-- TASK DATA start --
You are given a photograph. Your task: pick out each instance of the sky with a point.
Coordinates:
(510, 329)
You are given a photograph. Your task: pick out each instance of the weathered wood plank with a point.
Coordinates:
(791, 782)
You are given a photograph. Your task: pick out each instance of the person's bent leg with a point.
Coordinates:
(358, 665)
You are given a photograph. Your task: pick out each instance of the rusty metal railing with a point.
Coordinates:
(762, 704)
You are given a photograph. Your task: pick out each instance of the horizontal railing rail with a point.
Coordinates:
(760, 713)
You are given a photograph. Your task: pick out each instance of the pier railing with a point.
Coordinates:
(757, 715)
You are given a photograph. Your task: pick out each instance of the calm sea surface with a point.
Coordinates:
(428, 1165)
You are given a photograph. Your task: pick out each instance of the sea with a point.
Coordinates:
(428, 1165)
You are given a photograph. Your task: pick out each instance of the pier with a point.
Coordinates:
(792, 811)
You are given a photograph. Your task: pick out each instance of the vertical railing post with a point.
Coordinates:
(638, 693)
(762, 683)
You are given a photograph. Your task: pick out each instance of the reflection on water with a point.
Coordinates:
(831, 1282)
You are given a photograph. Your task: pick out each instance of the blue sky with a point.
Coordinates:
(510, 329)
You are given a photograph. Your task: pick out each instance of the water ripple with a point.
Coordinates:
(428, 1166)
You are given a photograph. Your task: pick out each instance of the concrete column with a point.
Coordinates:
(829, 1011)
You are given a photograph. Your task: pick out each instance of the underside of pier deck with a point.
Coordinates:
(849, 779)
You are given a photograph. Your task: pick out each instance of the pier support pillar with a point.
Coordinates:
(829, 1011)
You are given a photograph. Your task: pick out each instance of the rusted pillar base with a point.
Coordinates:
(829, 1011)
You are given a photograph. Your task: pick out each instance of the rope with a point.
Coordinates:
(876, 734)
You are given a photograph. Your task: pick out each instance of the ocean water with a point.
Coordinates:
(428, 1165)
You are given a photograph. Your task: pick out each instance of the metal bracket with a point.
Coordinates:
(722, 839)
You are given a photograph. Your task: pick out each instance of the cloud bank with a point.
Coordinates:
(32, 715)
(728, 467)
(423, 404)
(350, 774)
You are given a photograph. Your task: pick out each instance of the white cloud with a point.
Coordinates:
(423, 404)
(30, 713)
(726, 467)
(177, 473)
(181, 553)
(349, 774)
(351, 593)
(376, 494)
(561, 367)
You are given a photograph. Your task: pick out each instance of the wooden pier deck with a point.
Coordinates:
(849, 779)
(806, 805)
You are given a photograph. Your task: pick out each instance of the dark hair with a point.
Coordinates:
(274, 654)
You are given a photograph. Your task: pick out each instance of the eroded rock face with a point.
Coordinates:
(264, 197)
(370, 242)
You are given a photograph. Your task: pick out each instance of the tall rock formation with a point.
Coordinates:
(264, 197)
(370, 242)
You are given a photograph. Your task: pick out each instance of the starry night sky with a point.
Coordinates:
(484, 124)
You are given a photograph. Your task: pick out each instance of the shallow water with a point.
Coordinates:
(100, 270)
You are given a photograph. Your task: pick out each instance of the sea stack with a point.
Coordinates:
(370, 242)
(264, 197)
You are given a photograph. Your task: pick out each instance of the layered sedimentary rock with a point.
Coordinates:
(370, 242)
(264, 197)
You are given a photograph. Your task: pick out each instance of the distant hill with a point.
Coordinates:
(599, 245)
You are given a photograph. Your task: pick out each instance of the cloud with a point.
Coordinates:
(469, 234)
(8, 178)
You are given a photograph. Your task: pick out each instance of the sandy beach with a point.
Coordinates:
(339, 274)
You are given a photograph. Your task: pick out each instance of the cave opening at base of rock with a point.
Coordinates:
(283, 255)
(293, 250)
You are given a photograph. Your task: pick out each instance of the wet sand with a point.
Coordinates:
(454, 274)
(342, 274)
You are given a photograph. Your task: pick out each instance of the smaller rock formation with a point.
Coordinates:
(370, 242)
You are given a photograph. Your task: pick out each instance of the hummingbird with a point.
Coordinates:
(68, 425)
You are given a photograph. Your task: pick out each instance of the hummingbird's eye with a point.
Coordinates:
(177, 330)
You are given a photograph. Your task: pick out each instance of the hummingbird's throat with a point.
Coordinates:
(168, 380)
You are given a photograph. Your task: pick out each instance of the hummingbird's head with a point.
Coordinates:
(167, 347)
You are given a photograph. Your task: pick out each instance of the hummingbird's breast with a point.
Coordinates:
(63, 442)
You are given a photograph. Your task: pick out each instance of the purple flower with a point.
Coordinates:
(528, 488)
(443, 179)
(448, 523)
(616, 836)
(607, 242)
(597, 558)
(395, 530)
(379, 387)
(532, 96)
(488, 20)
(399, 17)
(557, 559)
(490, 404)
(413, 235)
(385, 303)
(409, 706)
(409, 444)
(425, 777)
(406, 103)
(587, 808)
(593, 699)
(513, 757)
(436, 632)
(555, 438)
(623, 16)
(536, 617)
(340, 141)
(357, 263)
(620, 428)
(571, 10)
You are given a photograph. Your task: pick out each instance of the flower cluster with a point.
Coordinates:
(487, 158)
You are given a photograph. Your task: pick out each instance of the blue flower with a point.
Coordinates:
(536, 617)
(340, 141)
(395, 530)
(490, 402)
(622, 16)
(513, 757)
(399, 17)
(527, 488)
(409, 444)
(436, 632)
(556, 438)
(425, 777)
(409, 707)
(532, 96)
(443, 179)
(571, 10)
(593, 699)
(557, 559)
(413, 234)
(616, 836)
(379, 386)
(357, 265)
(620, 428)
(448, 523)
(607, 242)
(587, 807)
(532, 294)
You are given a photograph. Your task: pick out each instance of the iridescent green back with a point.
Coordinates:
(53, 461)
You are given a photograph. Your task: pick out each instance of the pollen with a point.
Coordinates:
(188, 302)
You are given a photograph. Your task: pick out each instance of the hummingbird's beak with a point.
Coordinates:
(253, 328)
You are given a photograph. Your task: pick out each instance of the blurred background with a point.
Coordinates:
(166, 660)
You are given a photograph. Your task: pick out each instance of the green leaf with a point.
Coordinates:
-- TASK DATA end --
__EXERCISE AIM__:
Give back the whole listing exactly as it reads.

__SOLUTION FOR THIS TASK__:
You are given a photograph. Your task: pick out each instance of the sky with a point.
Coordinates:
(510, 329)
You are given a photograph. Your task: pick out each instance of the weathered wood plank with a point.
Coordinates:
(791, 782)
You are given a photograph. Your task: pick out each instance of the person's bent leg with a point.
Coordinates:
(358, 665)
You are given a photograph. Your task: pick out each instance of the rusty metal railing with a point.
Coordinates:
(762, 704)
You are given a photograph. Your task: pick out each instance of the horizontal railing rail with a point.
Coordinates:
(760, 713)
You are given a photograph. Your task: pick out each instance of the pier railing with a point.
Coordinates:
(757, 715)
You are given a photograph. Your task: pick out each instance of the calm sea surface with a point.
Coordinates:
(428, 1165)
You are given a photograph. Your task: pick out each instance of the sea with a point.
Coordinates:
(428, 1165)
You are given a photograph. Your task: pick out each instance of the pier with a point.
Coordinates:
(792, 811)
You are given a photograph. Your task: pick out each instance of the vertical railing post with a point.
Coordinates:
(638, 693)
(762, 683)
You are given a photograph. Your task: pick out each instance of the reflection on water with a point.
Coordinates:
(831, 1282)
You are given a photograph. Your task: pick out each instance of the blue sky with a point.
Coordinates:
(510, 329)
You are given a photograph. Your task: pick out each instance of the water ripple with a point.
Coordinates:
(428, 1166)
You are given a photograph. Your task: pick out each instance of the concrete column with a point.
Coordinates:
(829, 1011)
You are given a photograph. Your task: pick out each instance of the underside of pier deck with a point.
Coordinates:
(849, 779)
You are given a photograph. Your task: pick out each instance of the pier support pillar with a point.
Coordinates:
(829, 1011)
You are given a photograph. Your task: pick out each instance of the rusted pillar base with a point.
Coordinates:
(829, 1011)
You are given a photograph. Your task: pick out each instance of the rope with a point.
Coordinates:
(876, 734)
You are given a photograph. Your task: pick out each instance of the ocean water with a point.
Coordinates:
(428, 1165)
You are given a photograph. Your task: pick out each instance of the metal bracket with a point.
Coordinates:
(722, 839)
You are given a photograph. Your task: pick out each instance of the cloud bank with a point.
Coordinates:
(32, 715)
(728, 467)
(423, 404)
(350, 774)
You are given a photograph. Your task: pick out each instance of the white cloud with a point.
Coordinates:
(423, 404)
(30, 713)
(726, 467)
(177, 473)
(181, 553)
(349, 774)
(351, 593)
(376, 494)
(561, 367)
You are given a photograph. Your task: pick out each instance of the wooden pier deck with a point.
Coordinates:
(849, 779)
(806, 805)
You are given a photograph. Your task: pick out each instance of the dark hair with a point.
Coordinates:
(274, 654)
You are given a photograph. Your task: pick out each instance of the eroded rock face with a point.
Coordinates:
(264, 197)
(370, 242)
You are given a photograph. Your task: pick out each instance of the tall rock formation with a point.
Coordinates:
(264, 197)
(370, 242)
You are given a photograph. Your task: pick out each instance of the starry night sky with a point.
Coordinates:
(484, 124)
You are given a photograph. Your task: pick out each instance of the shallow water with a point.
Coordinates:
(100, 270)
You are given a photograph. Your task: pick out each instance of the sea stack with a point.
Coordinates:
(370, 242)
(264, 197)
You are given a photograph. Your task: pick out each instance of the layered sedimentary rock with a point.
Coordinates:
(370, 242)
(264, 197)
You are given a photograph. Your task: pick out each instance of the distant hill with a point.
Coordinates:
(599, 245)
You are given a photograph. Your task: pick out each instance of the cloud with a point.
Coordinates:
(469, 234)
(8, 178)
You are given a photograph. Your task: pick out each instance of the sandy beach with a point.
Coordinates:
(339, 274)
You are given a photograph. Your task: pick out each instance of the cave opening at base of rock with a point.
Coordinates:
(283, 255)
(293, 250)
You are given a photograph. Your task: pick out each instance of the wet sand with a point.
Coordinates:
(454, 274)
(342, 274)
You are given a photograph. Your task: pick out each instance of the smaller rock formation with a point.
Coordinates:
(370, 242)
You are given a photograph. Your task: pick out each instance of the hummingbird with a point.
Coordinates:
(68, 425)
You are given a photograph. Your task: pick out each instance of the hummingbird's eye with a point.
Coordinates:
(177, 330)
You are given a photograph. Your task: pick out each instance of the hummingbird's throat with a point.
Coordinates:
(168, 380)
You are given a photograph. Your task: pick out each instance of the hummingbird's head with a point.
Coordinates:
(167, 347)
You are given a photograph. Your task: pick out each instance of the hummingbird's breast with a point.
Coordinates:
(63, 442)
You are given a photograph. Your task: pick out each instance of the purple flower with a point.
Coordinates:
(528, 488)
(443, 179)
(448, 523)
(616, 836)
(607, 242)
(597, 558)
(395, 530)
(379, 387)
(532, 96)
(488, 20)
(399, 17)
(557, 559)
(490, 404)
(413, 235)
(385, 303)
(409, 706)
(409, 444)
(425, 777)
(406, 103)
(587, 808)
(593, 699)
(513, 757)
(436, 632)
(555, 438)
(623, 16)
(536, 617)
(340, 141)
(357, 263)
(620, 428)
(571, 10)
You are given a photograph. Your task: pick out each instance of the flower cluster with a point.
Coordinates:
(487, 158)
You are given a photograph. Your task: pick out each instance of the blue flower with a point.
Coordinates:
(536, 617)
(340, 141)
(395, 530)
(490, 402)
(622, 16)
(513, 757)
(399, 17)
(527, 488)
(409, 444)
(436, 632)
(556, 438)
(425, 777)
(409, 707)
(532, 96)
(443, 179)
(571, 10)
(593, 699)
(557, 559)
(413, 234)
(616, 836)
(379, 386)
(357, 265)
(620, 428)
(448, 523)
(607, 242)
(587, 807)
(532, 294)
You are given a photograph. Your task: pick out each instance of the iridescent green back with a point.
Coordinates:
(53, 461)
You are given a photograph. Your task: pick out each instance of the pollen with a point.
Coordinates:
(188, 302)
You are given a photograph. Your task: pick out each instance of the hummingbird's beak with a point.
Coordinates:
(253, 328)
You are given a photograph. Your task: pick out each instance of the blurred background with a point.
Coordinates:
(166, 660)
You are given a photograph. Your task: pick out each instance of the green leaf with a point.
Coordinates:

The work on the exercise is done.